REQUIRED WORK>
Images should not appear in the copy, yet every line of the listing below must be printed exactly.
+++++
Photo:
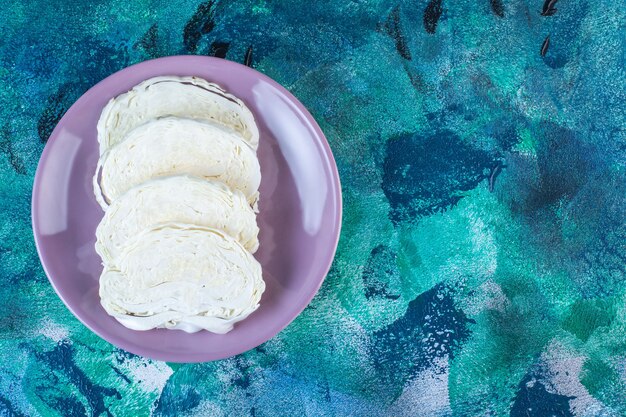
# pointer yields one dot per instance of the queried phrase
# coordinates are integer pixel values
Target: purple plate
(300, 210)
+++++
OUTPUT OF THE TASK>
Photo:
# pointer yields one dot per instance of the queried phrase
# coordinates are integer pixel values
Target: purple plate
(300, 210)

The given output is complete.